### WHAT TO PRODUCE
Exactly reproduce the lines from the line containing "Labeling rule: each instance of the dark" to the end of the data below, inclusive, and nothing else.
____ RECORD LIST
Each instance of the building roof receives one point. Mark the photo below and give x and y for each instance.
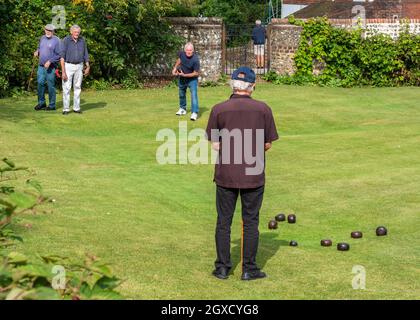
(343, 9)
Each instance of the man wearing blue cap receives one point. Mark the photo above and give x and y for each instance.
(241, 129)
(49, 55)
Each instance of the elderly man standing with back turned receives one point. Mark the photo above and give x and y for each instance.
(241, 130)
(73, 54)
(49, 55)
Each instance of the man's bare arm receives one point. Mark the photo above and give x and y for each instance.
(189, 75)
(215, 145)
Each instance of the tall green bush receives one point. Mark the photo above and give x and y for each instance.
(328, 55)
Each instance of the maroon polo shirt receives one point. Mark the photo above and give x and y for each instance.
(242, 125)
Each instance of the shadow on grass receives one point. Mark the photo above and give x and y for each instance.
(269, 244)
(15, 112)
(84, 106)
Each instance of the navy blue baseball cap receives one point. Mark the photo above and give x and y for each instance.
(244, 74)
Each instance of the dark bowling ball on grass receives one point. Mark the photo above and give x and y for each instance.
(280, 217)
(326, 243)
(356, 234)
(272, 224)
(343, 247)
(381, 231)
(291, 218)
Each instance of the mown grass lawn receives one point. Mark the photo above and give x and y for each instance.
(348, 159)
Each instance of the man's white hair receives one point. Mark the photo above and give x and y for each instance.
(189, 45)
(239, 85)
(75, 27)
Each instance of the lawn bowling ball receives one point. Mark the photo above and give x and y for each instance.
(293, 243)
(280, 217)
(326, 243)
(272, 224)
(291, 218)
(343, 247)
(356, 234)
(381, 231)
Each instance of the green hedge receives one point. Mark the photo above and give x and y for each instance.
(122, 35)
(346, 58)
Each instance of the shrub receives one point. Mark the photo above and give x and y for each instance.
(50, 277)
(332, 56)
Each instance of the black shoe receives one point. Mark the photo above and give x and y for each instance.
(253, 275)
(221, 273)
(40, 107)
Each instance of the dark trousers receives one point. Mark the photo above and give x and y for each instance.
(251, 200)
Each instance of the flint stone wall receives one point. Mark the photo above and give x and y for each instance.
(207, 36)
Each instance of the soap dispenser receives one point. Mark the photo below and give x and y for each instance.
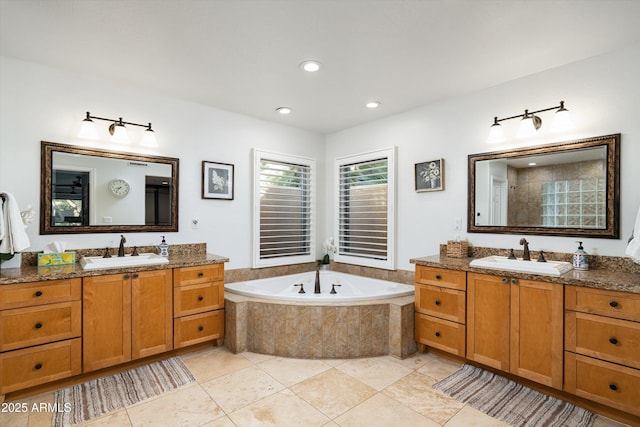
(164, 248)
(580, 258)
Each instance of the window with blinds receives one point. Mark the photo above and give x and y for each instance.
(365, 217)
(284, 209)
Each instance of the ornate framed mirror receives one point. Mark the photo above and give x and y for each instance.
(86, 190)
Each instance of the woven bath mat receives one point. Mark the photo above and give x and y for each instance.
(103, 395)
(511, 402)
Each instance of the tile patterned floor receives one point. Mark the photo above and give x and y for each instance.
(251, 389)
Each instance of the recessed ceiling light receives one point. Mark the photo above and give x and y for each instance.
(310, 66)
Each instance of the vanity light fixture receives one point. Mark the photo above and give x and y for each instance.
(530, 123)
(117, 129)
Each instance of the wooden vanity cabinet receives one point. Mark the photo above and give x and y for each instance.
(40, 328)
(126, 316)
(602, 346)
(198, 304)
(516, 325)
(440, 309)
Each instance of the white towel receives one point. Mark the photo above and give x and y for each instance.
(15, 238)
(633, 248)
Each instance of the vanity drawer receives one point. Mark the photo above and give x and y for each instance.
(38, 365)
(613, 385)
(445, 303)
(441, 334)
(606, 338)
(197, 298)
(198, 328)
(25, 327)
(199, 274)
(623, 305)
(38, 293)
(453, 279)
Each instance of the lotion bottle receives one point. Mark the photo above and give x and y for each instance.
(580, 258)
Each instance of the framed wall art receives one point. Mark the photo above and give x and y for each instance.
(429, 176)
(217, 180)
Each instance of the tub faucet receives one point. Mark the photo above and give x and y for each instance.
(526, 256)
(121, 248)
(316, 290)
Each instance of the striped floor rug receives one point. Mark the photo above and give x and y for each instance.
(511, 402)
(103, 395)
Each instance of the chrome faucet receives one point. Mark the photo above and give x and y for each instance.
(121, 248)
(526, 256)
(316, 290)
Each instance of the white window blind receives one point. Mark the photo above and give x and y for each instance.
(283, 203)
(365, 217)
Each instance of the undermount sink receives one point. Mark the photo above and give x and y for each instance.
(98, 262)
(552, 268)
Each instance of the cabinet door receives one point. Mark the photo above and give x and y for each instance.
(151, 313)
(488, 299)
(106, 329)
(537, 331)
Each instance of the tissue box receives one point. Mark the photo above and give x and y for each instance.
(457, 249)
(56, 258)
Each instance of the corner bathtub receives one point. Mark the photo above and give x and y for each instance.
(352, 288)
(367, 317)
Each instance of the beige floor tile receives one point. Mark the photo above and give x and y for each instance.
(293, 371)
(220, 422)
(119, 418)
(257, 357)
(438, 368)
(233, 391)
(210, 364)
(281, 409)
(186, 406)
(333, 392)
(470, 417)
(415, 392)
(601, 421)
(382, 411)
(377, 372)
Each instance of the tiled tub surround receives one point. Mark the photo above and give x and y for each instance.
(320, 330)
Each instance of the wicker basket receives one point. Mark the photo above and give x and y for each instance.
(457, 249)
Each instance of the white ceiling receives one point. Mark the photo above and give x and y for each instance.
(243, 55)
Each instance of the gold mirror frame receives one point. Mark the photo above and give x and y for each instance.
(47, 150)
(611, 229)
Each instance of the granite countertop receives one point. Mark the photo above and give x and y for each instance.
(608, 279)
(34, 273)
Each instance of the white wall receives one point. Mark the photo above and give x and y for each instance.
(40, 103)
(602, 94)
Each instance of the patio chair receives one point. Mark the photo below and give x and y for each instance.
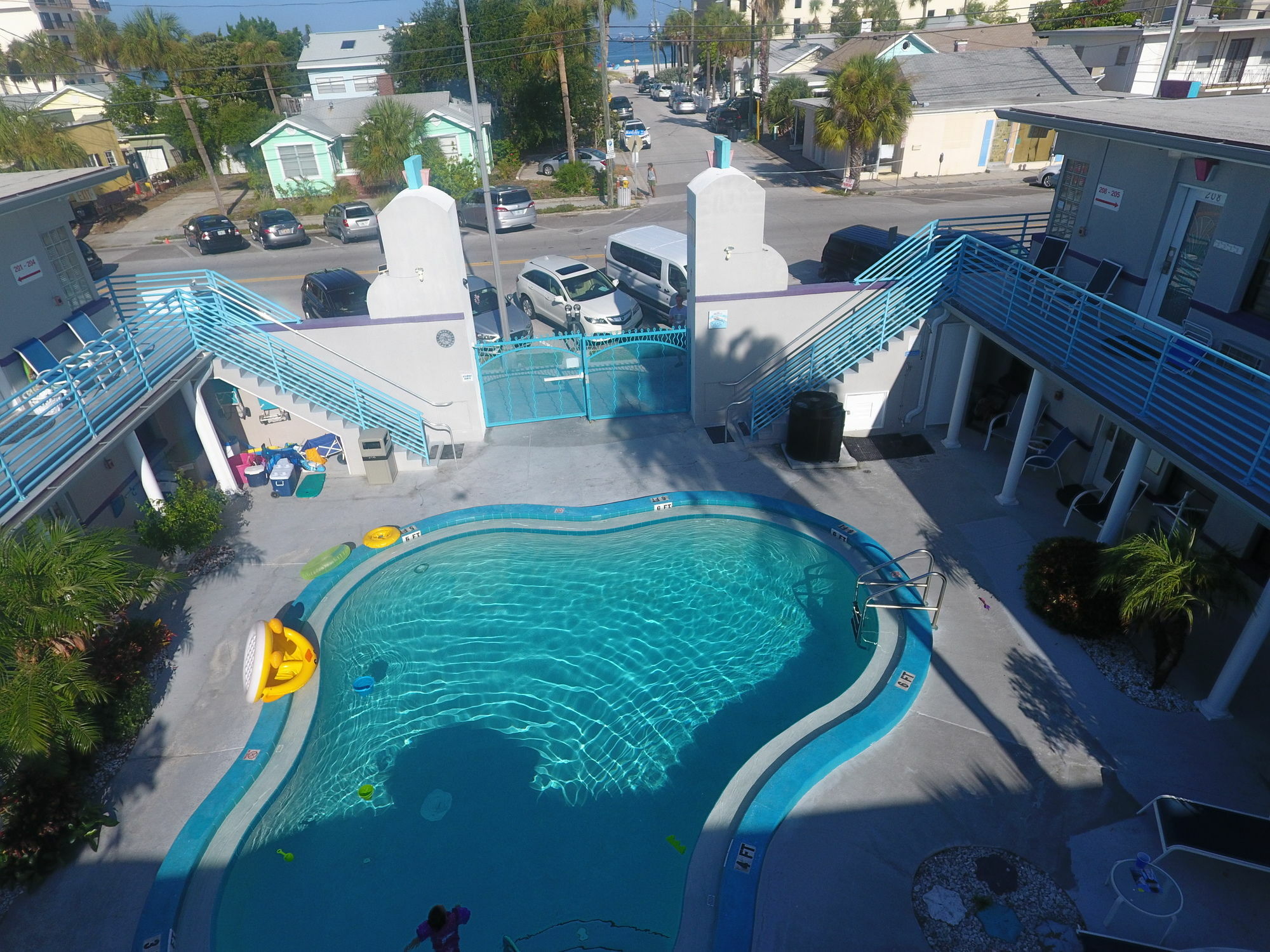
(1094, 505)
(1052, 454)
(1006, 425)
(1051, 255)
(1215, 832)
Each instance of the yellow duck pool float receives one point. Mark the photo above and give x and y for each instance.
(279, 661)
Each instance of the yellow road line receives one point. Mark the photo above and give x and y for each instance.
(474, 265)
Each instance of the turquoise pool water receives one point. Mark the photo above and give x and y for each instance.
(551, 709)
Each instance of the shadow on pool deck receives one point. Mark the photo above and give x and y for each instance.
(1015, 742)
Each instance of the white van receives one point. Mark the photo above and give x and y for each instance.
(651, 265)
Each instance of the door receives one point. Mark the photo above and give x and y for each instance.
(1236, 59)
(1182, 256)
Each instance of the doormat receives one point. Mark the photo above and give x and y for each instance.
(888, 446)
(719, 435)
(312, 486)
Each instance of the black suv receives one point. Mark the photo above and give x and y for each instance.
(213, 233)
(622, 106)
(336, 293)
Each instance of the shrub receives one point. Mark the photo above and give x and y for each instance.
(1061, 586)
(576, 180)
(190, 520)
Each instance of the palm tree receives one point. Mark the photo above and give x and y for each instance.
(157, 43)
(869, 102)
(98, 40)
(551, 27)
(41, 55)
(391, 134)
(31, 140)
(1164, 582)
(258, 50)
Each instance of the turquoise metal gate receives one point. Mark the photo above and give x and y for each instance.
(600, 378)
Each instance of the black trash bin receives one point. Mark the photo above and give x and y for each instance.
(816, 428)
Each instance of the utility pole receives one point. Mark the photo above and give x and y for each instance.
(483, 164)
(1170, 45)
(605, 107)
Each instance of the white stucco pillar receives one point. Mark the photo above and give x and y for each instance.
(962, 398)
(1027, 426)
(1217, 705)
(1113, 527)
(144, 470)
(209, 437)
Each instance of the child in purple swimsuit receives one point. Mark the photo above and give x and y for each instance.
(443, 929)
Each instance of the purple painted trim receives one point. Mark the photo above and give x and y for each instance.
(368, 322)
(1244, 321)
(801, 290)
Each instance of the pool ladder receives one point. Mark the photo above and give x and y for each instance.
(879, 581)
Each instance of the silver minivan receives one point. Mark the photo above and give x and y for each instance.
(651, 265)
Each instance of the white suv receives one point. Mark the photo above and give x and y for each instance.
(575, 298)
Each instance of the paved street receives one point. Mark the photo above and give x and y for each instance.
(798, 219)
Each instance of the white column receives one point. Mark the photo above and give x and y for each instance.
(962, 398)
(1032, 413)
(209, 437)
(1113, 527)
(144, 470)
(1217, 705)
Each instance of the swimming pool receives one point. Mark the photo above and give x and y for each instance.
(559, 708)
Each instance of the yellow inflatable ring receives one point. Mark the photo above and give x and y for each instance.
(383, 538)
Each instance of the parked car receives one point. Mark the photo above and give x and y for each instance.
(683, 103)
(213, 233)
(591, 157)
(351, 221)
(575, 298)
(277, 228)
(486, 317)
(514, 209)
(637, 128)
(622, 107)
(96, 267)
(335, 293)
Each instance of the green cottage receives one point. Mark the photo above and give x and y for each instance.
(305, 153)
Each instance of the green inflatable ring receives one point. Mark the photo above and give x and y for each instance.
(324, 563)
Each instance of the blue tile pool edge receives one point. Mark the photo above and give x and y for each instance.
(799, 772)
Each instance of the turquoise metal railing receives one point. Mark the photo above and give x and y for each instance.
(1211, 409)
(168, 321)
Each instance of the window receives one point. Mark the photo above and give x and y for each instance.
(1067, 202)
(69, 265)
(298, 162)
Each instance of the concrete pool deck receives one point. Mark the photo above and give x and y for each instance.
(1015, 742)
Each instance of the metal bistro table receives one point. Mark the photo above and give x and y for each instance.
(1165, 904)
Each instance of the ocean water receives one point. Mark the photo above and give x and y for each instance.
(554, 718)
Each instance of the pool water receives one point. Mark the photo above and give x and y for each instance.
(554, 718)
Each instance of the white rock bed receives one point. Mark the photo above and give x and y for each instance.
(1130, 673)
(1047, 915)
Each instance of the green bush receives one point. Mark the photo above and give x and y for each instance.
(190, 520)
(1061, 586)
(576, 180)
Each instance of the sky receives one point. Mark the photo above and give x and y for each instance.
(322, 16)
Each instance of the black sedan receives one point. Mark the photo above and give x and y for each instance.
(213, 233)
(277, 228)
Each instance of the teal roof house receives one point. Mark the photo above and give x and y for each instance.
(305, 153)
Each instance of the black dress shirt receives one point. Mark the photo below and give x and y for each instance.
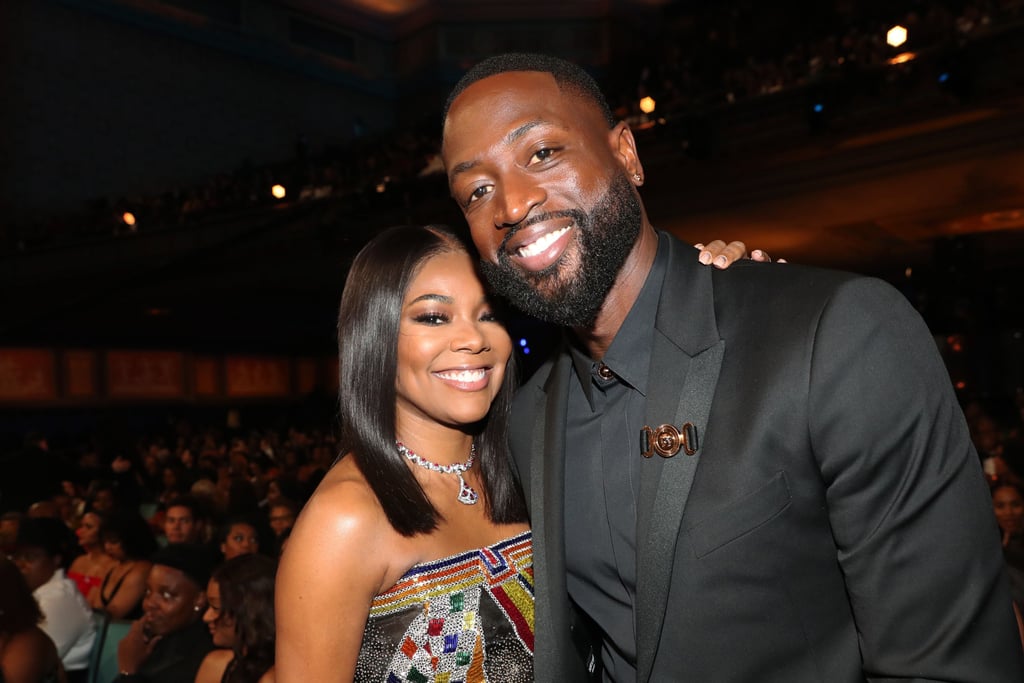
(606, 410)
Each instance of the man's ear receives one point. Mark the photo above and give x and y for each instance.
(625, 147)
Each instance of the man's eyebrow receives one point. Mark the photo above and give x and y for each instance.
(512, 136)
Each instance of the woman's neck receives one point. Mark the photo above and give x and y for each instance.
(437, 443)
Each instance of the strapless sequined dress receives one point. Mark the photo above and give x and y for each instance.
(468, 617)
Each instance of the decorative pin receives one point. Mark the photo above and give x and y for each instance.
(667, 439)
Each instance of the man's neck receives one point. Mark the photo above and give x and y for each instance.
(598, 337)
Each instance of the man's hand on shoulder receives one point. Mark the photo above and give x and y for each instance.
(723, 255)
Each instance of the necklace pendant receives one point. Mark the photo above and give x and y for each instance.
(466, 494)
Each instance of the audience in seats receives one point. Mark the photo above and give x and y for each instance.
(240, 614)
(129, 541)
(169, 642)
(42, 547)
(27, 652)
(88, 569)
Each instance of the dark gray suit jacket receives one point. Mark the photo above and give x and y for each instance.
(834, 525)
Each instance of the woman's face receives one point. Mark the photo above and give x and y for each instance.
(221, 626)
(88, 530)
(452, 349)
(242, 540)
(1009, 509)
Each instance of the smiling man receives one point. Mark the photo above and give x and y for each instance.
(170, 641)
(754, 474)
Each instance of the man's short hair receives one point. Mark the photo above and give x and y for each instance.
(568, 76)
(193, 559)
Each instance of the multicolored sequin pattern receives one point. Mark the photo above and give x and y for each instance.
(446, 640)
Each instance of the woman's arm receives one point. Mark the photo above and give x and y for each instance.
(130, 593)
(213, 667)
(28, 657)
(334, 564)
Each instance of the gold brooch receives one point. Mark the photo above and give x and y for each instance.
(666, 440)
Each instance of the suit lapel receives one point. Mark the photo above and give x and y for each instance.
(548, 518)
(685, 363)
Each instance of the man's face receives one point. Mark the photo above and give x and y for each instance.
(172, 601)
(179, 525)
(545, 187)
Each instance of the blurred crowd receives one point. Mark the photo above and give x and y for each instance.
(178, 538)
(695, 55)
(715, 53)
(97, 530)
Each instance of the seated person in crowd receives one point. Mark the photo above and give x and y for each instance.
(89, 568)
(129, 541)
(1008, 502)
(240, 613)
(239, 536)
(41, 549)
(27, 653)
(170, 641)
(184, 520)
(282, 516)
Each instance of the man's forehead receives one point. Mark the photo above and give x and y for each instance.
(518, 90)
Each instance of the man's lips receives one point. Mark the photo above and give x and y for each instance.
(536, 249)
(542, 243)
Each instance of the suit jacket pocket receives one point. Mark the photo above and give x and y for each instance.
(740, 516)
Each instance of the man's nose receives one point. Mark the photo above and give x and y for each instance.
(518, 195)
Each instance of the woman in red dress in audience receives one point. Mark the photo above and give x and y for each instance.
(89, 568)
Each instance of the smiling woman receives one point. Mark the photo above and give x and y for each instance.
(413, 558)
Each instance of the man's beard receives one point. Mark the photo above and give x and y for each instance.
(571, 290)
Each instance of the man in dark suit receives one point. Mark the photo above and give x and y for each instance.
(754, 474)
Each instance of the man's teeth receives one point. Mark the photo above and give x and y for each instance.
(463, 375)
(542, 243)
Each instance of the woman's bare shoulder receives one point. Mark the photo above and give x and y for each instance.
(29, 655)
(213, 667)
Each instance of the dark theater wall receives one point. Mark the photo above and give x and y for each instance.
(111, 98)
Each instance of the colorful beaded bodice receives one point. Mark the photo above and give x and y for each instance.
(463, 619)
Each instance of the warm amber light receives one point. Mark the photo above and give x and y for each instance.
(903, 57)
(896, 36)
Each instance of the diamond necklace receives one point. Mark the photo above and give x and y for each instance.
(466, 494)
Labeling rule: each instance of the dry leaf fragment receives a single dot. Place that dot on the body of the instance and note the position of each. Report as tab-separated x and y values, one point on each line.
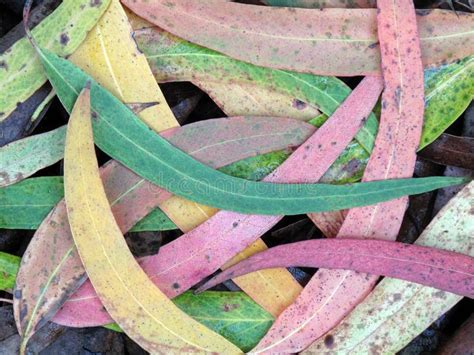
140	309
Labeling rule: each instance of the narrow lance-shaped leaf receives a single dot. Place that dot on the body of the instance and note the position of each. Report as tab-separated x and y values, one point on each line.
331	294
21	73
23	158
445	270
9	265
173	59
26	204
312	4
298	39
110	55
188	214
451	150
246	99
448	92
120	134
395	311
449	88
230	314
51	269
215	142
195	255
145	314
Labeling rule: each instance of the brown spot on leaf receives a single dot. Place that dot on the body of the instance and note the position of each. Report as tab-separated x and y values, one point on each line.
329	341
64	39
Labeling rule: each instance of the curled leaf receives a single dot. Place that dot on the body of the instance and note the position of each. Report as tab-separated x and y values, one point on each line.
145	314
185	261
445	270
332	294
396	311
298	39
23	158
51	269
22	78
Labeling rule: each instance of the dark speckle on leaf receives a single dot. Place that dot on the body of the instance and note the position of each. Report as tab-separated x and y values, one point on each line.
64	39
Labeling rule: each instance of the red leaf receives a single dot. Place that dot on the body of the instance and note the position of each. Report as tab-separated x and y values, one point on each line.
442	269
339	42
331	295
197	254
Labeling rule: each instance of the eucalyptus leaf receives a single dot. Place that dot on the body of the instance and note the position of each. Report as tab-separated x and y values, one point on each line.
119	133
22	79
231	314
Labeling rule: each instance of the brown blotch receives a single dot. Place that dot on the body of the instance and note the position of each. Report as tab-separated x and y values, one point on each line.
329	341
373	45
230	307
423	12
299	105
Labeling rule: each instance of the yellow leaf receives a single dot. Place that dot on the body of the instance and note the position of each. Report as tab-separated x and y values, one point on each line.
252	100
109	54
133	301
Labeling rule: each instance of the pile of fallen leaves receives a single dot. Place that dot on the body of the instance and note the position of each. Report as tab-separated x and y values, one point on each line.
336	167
________
### EXERCISE RESULT
Labeling rule: each instance of the dark speckle on leaf receives a single dot. Place that dot on the body of the instance and note the position of each. Report as tab-separated x and y values, one point on each line.
64	39
Labeling rule: each instance of the red leaf receives a single dot. Place that dot on the body of the instance and note the position of each. Report as tab-separated x and y values, one point on each line.
442	269
339	42
331	295
197	254
Labeling rule: each instance of the eucalyptus leaf receives a single dot. Place that dot on the body of the instance and note the position of each. Report as tab-separated x and y values, one point on each line.
119	133
22	79
231	314
Labeling rule: each instance of the brown blotch receives a single dot. Place that dot on the body of the instance and note the position of each. Report as tab-separated x and y values, one point on each line.
329	341
373	45
230	307
423	12
299	105
Labeling rule: each instance of the yellow leaf receives a single dot. Place that dot on the body of the instance and note the position of each. Report as tab-separated x and y values, one point on each line.
252	100
109	54
133	301
Labeling rule: each instance of the pile of fallen leaves receives a single dot. Place that dot on the body of the instance and note the position of each. Report as tab-separated x and y values, one point on each line.
336	167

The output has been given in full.